Your instructions ▸ Rewrite all of the rows below, requests included, adding 96 to both the x and y value of every answer coordinate. Only the answer coordinates change.

** BEGIN **

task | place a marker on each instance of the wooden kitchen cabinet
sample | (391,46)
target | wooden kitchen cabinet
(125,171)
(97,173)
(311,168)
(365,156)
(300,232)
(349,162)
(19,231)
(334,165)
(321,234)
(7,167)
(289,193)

** END **

Solution to this task ▸
task | place a marker on each instance of the wooden kitchen cabinet
sample | (391,46)
target | wooden kitchen cabinet
(221,267)
(193,269)
(407,264)
(461,252)
(396,328)
(445,258)
(115,327)
(430,261)
(417,330)
(103,263)
(385,289)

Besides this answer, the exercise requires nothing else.